--- Excerpt provided Enclosed Below ---
Artificial Intelligence

My take on ChatGPT and other LLMs Replacing Jobs

I’ve been working with data for the past year and a half, as I’m building my own company, so I can’t ignore the noise around the launch of OpenAI’s ChatGPT, and the fears it has spurred.


That’s the first word that comes to mind when I hear about Chat GPT, GPT-3, other large language models. Journalists and bloggers love reporting about disaster scenarios where AI takes over the world and puts all people out of jobs.

Leaving this luddite assertion aside, there have been a lot of conversations about how writers, marketers, PR folks, coders and other creative jobs are at risk from these language models. I can’t think of something more wrong than that. A truly creative work can’t be fully replaced (yet!) with any of these models, because, well, the creativity part.

Let me explain.

A language model works off existing patterns and biases, so it can’t stray too far off from existing work. Even if the stuff it creates looks new, it actually is an extension of words/images/strings seen in the past.
--- End of Enclosed Excerpt provided ---
--- Excerpted records Enclosed Below ---
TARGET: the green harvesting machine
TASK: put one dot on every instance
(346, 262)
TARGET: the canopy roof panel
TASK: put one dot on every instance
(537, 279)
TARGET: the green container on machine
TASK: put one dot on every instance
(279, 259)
--- End of Enclosed Excerpted records ---
> **What you need to do**:
Reproduce, word for word, everything in the post on ChatGPT and jobs from "My take on ChatGPT" down to "it has spurred.".

> **Written solution**:
My take on ChatGPT and other LLMs Replacing Jobs

I’ve been working with data for the past year and a half, as I’m building my own company, so I can’t ignore the noise around the launch of OpenAI’s ChatGPT, and the fears it has spurred.